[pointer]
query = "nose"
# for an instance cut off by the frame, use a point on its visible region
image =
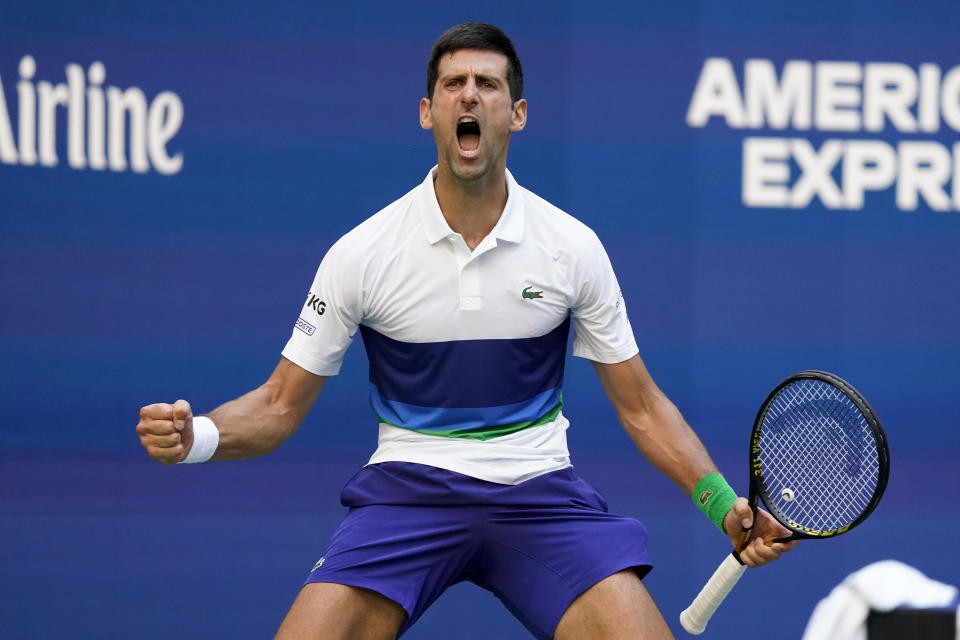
(470, 95)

Written instruction -> Please render the listing above as a numbered list, skipping any blank lines and leaving out the picture.

Task result ->
1. [pointer]
2. query = "nose"
3. # for an instance cut off by the frame, use a point on its visible region
4. image =
5. (470, 95)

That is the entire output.